**Instructions to follow:**
Rewrite all of the data below, replacing "dry grass field" with "green grass field" and leaving everything else unchanged. Omit the pictures from your answer.

**Provided records:**
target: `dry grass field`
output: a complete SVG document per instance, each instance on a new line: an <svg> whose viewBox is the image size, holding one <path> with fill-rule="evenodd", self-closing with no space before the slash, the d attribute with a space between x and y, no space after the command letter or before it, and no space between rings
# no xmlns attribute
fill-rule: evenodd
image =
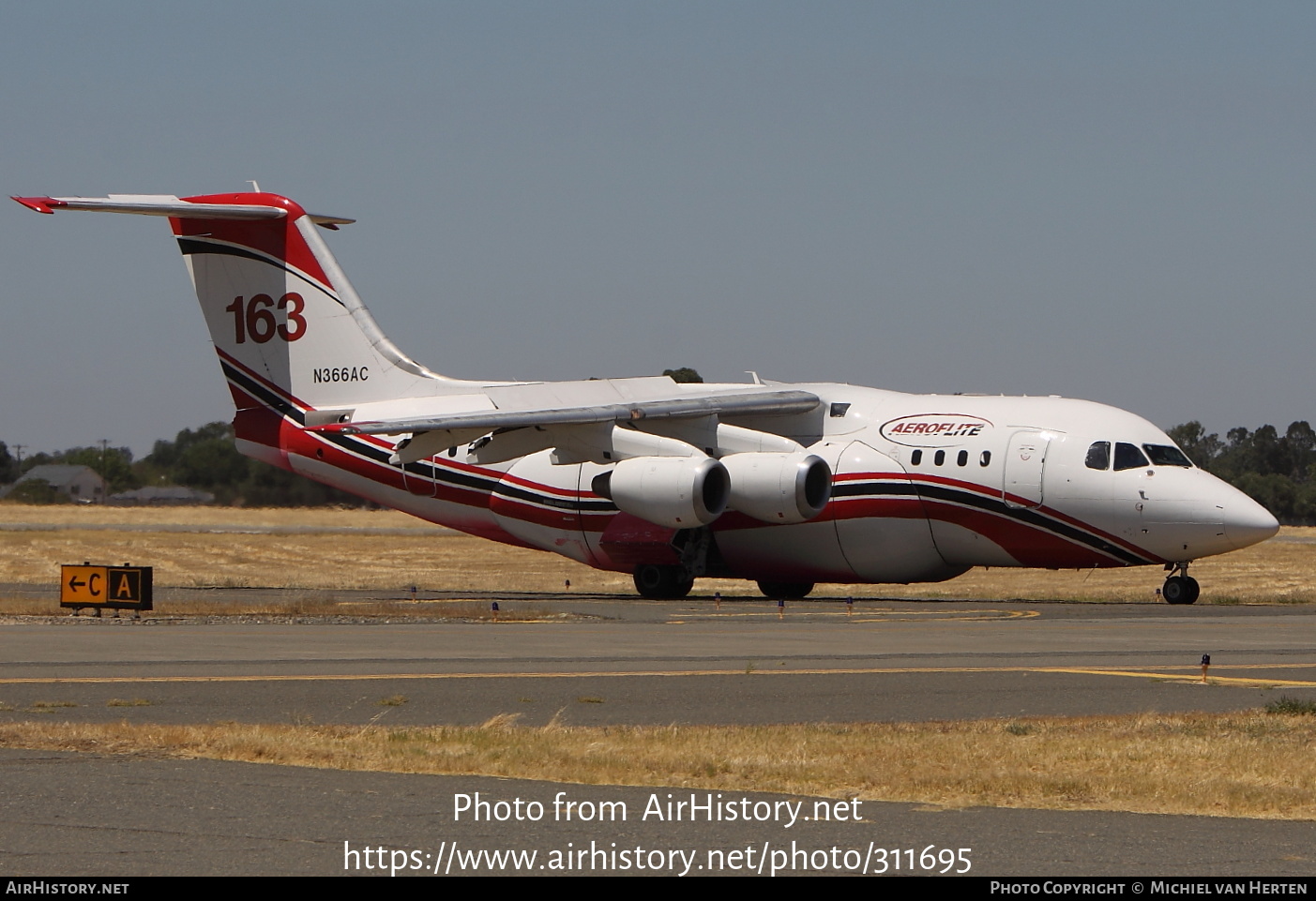
<svg viewBox="0 0 1316 901"><path fill-rule="evenodd" d="M932 723L479 727L0 725L0 746L948 808L1316 818L1316 717L1145 714Z"/></svg>
<svg viewBox="0 0 1316 901"><path fill-rule="evenodd" d="M634 593L626 575L591 570L554 554L458 534L376 534L428 525L393 510L7 504L0 505L0 522L28 526L0 531L0 583L54 587L59 564L91 560L153 566L157 588L405 592L418 585L479 595L557 592L570 579L578 592ZM242 527L317 531L232 531ZM1313 602L1316 529L1286 527L1257 547L1195 563L1192 575L1202 581L1203 604ZM1162 580L1153 567L1080 572L979 568L934 585L820 585L815 596L1155 602ZM757 596L745 581L701 580L696 588L703 595Z"/></svg>
<svg viewBox="0 0 1316 901"><path fill-rule="evenodd" d="M561 592L570 579L572 591L633 595L628 576L553 554L455 534L407 534L425 524L395 512L0 505L0 522L8 526L0 530L0 583L51 591L61 563L92 560L154 566L158 588L292 588L297 591L280 601L286 612L312 614L338 612L333 592L347 588L404 596L415 584L479 597L494 591ZM22 527L14 529L17 524ZM247 527L253 531L242 531ZM297 531L303 529L316 531ZM387 530L401 534L378 534ZM1200 602L1316 601L1313 560L1316 529L1284 529L1258 547L1194 564L1204 585ZM1155 602L1161 580L1154 568L975 570L940 585L820 585L815 596ZM705 580L699 591L758 596L740 581ZM0 598L0 612L54 612L33 604L41 602ZM0 725L0 746L944 806L1311 819L1311 713L603 729L522 729L512 716L474 729L96 725L42 717Z"/></svg>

**Result of this task:**
target: `green grass field`
output: a complete SVG document per instance, each instance on a new line: an <svg> whose viewBox is the image size, holding one <path> with fill-rule="evenodd", self-closing with no space before the slash, the d attribute with a space between x and y, no space after the command letter or before it, and no space between rings
# no xmlns attribute
fill-rule: evenodd
image =
<svg viewBox="0 0 1316 901"><path fill-rule="evenodd" d="M932 723L479 727L0 725L0 746L948 808L1316 818L1316 717L1145 714Z"/></svg>
<svg viewBox="0 0 1316 901"><path fill-rule="evenodd" d="M634 593L626 575L591 570L554 554L458 534L376 534L428 525L393 510L7 504L0 505L0 522L28 526L0 531L0 583L54 587L59 564L91 560L153 566L157 588L405 592L418 585L479 595L557 592L570 579L578 592ZM242 527L317 531L232 531ZM1313 602L1316 529L1286 527L1257 547L1195 563L1192 575L1202 581L1203 604ZM1162 580L1153 567L1080 572L979 568L934 585L820 585L815 596L1155 602ZM757 596L745 581L701 580L696 588L703 595Z"/></svg>
<svg viewBox="0 0 1316 901"><path fill-rule="evenodd" d="M561 592L570 579L572 591L633 595L628 576L553 554L455 534L407 534L425 524L395 512L0 505L0 522L8 526L0 530L0 583L51 591L61 563L92 560L154 566L158 588L292 588L297 591L280 601L286 612L312 614L338 612L333 592L347 588L404 596L415 584L479 597L494 591ZM22 527L14 529L17 524ZM247 527L253 531L242 531ZM297 531L303 529L316 531ZM387 530L401 534L378 534ZM1200 602L1316 601L1313 560L1316 529L1284 529L1258 547L1194 564L1204 585ZM1155 602L1161 580L1154 568L975 570L940 585L820 585L815 596ZM705 580L699 591L758 596L740 581ZM0 598L0 612L54 612L33 604L41 602ZM0 725L0 746L944 806L1311 819L1311 713L603 729L522 729L512 716L474 729L96 725L42 717Z"/></svg>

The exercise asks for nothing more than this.